◆ **EXPLORE THE MATERIAL**:
- A) Decide whether each statement agrees with the text on Aina Vidal, answering yes or no and quoting the deciding words: (i) She was born in Barcelona. (ii) She joined Workers' Commissions before she joined EV–IPV. (iii) She first won her seat as deputy in the 2016 general elections.
- B) Reproduce word for word everything in the text on Aina Vidal from "Spanish politician (born" down to "Catalonia Workers' Commissions.".

Member of the Congress of Deputies
- Incumbent
- Assumed office 13 January 2016
- Constituency: Barcelona

Personal details
- Born: Aina Vidal Sáez March 22, 1985 (age 41) Barcelona, Spain
- Party: Catalunya en Comú (since 2017) Green Left (since 2021)
- Other political affiliations: Initiative for Catalonia Greens (2005–2019)
- Occupation: Politician

= Aina Vidal =

Spanish politician (born 1985)

Aina Vidal Sáez (22 March 1985, Barcelona, Spain) is a Spanish politician, deputy for Barcelona in the Congress of Deputies in the XI, XII, XIII, XIV and XV legislatures. She is a member of the National Council of Esquerra Verda.

== Political career ==
She has been a member of EV–IPV since 2005 and of Workers' Commissions since 2006. She is a member of the National Council of Iniciativa per Catalunya-Greens and National Coordinator of Youth Action of the National Workers' Commission of Catalonia, and a member of the Labour Relations Council of Catalonia. She has been a member of the Consell Nacional de la Joventut de Catalunya and the Consell de Joventut de Barcelona. He is also a member of Som Energia, Médecins Sans Frontières, Amnesty International and Esplais Catalans, as well as of the federal committee of Catalonia Workers' Commissions.

She was elected deputy for Barcelona in the 2015 Spanish general elections as part of the En Comú Podem list, being one of the three deputies that ICV obtained within the coalition (together with Josep Vendrell and Jaume Moya). She retained her seat in the 2016 general elections, in the April 2019 general elections and in the November 2019 general elections.

◆ **ENTRIES PROVIDED**:
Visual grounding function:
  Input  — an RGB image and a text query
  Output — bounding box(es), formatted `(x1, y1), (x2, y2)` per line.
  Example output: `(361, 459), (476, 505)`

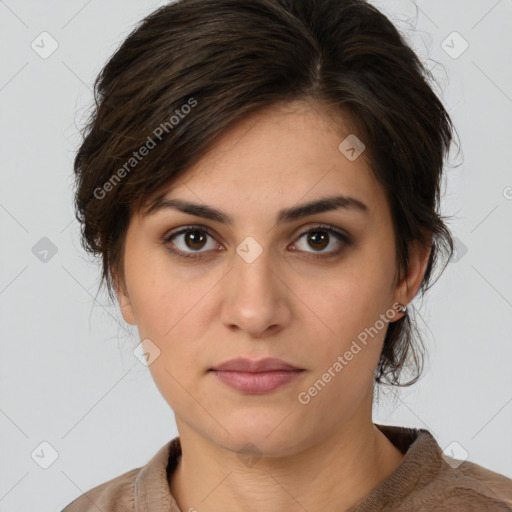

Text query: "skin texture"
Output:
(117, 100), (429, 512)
...
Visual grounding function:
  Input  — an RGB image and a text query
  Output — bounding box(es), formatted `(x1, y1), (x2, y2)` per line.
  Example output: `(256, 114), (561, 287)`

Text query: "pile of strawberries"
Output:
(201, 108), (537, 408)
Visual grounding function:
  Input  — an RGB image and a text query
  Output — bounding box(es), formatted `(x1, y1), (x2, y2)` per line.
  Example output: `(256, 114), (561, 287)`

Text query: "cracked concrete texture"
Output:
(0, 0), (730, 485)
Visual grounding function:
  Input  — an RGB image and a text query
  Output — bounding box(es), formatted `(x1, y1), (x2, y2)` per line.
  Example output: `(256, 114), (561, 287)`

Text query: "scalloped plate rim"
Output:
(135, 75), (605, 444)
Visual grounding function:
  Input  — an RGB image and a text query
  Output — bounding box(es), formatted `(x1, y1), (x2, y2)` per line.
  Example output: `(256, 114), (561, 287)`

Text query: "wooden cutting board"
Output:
--
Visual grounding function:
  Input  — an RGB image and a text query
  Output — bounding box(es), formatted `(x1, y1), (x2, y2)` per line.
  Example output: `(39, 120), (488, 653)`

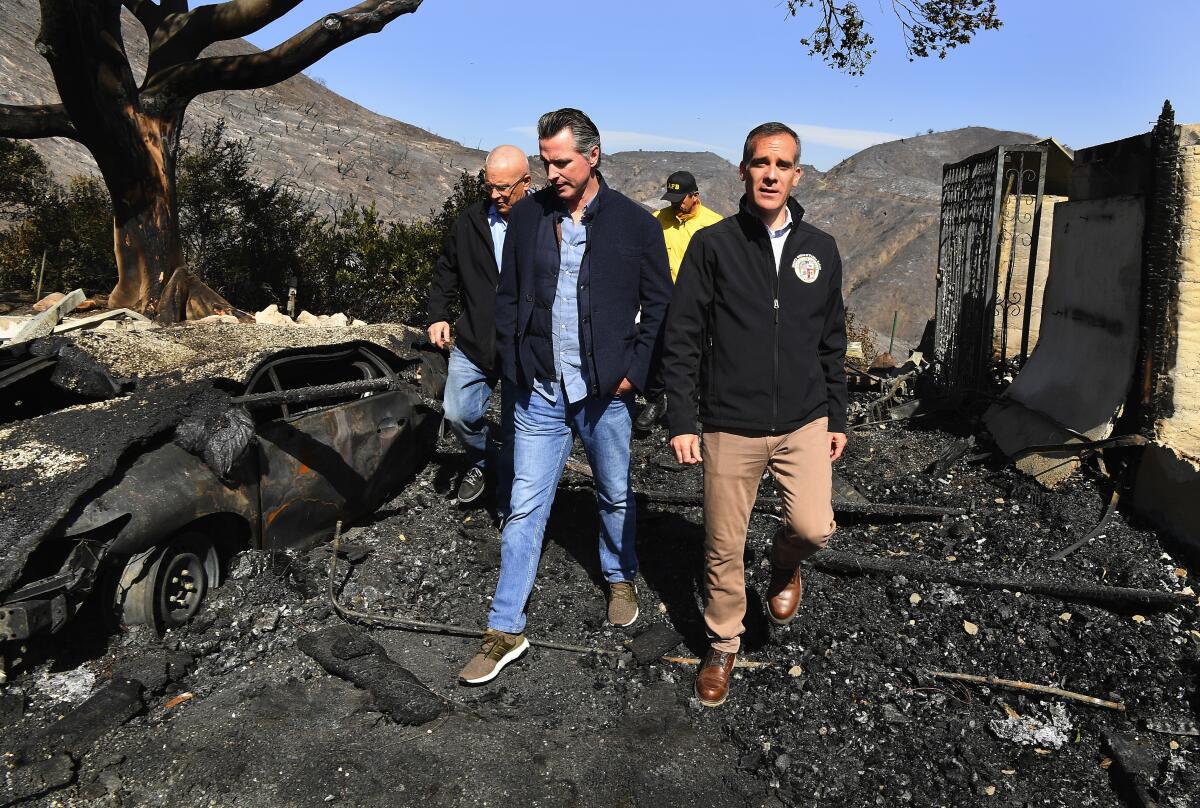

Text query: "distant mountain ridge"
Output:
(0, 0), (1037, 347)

◆ **ANSWERS BY TASK**:
- A)
(i) Yes: "Aina Vidal Sáez (22 March 1985, Barcelona, Spain)"
(ii) No: "She has been a member of EV–IPV since 2005 and of Workers' Commissions since 2006."
(iii) No: "She was elected deputy for Barcelona in the 2015 Spanish general elections"

- B)
Spanish politician (born 1985)

Aina Vidal Sáez (22 March 1985, Barcelona, Spain) is a Spanish politician, deputy for Barcelona in the Congress of Deputies in the XI, XII, XIII, XIV and XV legislatures. She is a member of the National Council of Esquerra Verda.

== Political career ==
She has been a member of EV–IPV since 2005 and of Workers' Commissions since 2006. She is a member of the National Council of Iniciativa per Catalunya-Greens and National Coordinator of Youth Action of the National Workers' Commission of Catalonia, and a member of the Labour Relations Council of Catalonia. She has been a member of the Consell Nacional de la Joventut de Catalunya and the Consell de Joventut de Barcelona. He is also a member of Som Energia, Médecins Sans Frontières, Amnesty International and Esplais Catalans, as well as of the federal committee of Catalonia Workers' Commissions.